• What is required
Copy the listing below word for word, starting at its first line and ending with the line that contains "358 177 L 325", including both of those lines.

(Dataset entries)
----
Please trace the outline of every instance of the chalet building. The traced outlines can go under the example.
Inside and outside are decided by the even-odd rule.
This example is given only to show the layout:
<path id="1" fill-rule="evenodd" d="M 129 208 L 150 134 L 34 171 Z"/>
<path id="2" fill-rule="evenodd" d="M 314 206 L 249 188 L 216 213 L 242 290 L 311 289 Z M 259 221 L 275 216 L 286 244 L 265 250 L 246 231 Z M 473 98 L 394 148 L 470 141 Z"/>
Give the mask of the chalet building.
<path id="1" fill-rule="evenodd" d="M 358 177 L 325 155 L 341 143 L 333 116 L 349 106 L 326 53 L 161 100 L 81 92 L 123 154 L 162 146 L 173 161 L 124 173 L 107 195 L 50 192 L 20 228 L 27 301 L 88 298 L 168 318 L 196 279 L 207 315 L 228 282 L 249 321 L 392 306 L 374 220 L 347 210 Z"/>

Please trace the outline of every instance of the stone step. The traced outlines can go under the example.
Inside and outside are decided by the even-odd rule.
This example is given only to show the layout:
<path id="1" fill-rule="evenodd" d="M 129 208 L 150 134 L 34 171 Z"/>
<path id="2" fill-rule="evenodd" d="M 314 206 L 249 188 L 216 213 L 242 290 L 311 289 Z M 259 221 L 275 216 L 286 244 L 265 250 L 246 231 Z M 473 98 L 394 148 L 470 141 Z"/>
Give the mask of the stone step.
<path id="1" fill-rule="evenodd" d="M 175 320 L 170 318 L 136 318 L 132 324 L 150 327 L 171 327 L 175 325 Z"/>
----
• Exercise output
Please trace the outline of every instance of the chalet building. The traced outlines can go under the example.
Inside and outside are decided by the even-odd rule.
This example is given only to show the layout:
<path id="1" fill-rule="evenodd" d="M 129 208 L 150 134 L 34 171 Z"/>
<path id="2" fill-rule="evenodd" d="M 314 206 L 249 188 L 216 213 L 242 290 L 311 289 Z M 259 221 L 275 216 L 286 244 L 265 250 L 246 231 Z M 473 98 L 394 148 L 470 141 Z"/>
Give the mask of the chalet building.
<path id="1" fill-rule="evenodd" d="M 358 177 L 325 155 L 341 143 L 333 116 L 349 106 L 326 53 L 161 100 L 81 92 L 123 154 L 162 146 L 173 161 L 124 173 L 107 195 L 50 192 L 20 228 L 27 301 L 88 298 L 168 318 L 196 279 L 207 315 L 228 282 L 249 321 L 392 306 L 374 220 L 347 210 Z"/>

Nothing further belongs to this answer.